Activities:
1. Repeat the passage of the blog post below word for word, beginning at the words "A strong woman" and stopping after the words "will become strong.".
2. Write the next part of the blog post below, picking up right after its last sentence.

A strong woman believes that she's strong enough to face her journey, but a woman of strength has faith that it is in this journey that she will become strong.







Monday, February 28, 2011

I'm not lucky, I'm blessed

Three days down, two to go and then its just the 3-9 day wait for O! With my previous attempts at Oing with Clomid, I would O around CD15-16, so I'm hoping the same for this go round. I'm really amped (yes, I just said amped) about this cycle. I even cut to de-caff coffee, this is monumental! Hub has his s/a this week, finally. I expect it to be totally normal but at least we'll know.

My eating routine is almost back to normal however I did enjoy the ice cream, banana cookie pudding and applesauce diet while it lasted. I was actually really surprised at how fast it was, 20 minutes to numb, 10 to pull. He pulled the first one and I said "seriously? its out already?" it may have come out more blurred than that seeing how chipmunk cheek syndrome was in full affect. I was out of the office in 30 minutes, way better than being put under and like $400 cheaper, hollaa! I'm not good with seeing-your-own-blood type stuff. When I was admitted to the hospital to have Lily, the nurse was trying to put my IV in and messed up and my blood started squirting everywhere--que pale face, rapid heartbeat, cold sweat and passing out. Ever since that episode I'm all nervous about giving blood, taking blood anything blood related freaks me out now.

(Data extracted from a collection)
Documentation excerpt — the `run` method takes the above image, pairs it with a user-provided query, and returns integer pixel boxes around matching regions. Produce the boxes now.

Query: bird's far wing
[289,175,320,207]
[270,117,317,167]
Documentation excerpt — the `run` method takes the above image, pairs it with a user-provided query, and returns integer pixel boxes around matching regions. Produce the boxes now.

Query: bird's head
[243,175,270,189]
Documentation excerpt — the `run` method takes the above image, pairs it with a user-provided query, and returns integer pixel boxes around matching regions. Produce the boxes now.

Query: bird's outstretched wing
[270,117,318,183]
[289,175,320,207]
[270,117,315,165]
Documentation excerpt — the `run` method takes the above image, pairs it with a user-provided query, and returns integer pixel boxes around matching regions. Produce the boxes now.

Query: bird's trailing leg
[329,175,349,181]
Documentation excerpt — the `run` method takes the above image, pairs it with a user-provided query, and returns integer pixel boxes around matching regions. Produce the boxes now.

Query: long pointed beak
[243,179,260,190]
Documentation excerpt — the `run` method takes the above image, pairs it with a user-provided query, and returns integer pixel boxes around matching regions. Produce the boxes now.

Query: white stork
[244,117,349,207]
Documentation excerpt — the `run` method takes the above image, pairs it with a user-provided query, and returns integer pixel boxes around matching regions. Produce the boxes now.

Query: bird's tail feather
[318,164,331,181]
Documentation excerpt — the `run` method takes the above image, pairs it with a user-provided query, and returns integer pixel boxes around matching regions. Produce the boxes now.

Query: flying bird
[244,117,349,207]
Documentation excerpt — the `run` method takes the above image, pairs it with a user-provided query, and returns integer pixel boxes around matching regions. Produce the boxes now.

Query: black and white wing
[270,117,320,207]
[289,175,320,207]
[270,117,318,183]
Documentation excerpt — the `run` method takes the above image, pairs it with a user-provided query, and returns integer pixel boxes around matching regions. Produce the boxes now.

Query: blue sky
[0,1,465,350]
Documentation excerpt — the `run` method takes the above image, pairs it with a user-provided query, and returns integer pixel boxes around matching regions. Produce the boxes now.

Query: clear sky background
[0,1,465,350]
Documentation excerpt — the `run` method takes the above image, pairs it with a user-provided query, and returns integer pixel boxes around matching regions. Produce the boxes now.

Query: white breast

Task-by-task answers:
1.
A strong woman believes that she's strong enough to face her journey, but a woman of strength has faith that it is in this journey that she will become strong.

2.
I've come to realize how blessed I am to have the hub, as a dad. He's not a 'normal' dad, he's amazing. He doesn't drive 45 minutes to drop his kid off so he can sleep in, he misses her when she's been gone 5 minutes. He endures hours of Barney or Elmo for the chance to lay on the couch with her while she eats her popcorn and asks him to pass her juice. He dances with her at the end of her favorite movie, much in the way he will dance with her at her wedding. He exudes so much love for that little pixie of ours and I am so thankful for him, for that. He never complains about the way my mood changes with the wind regarding our infertility issues. He's my backbone and the structure in which we will continue to build our family. I can't wait to make him a dad again and if I can't, then I know Lily will bless us more than we'll ever know.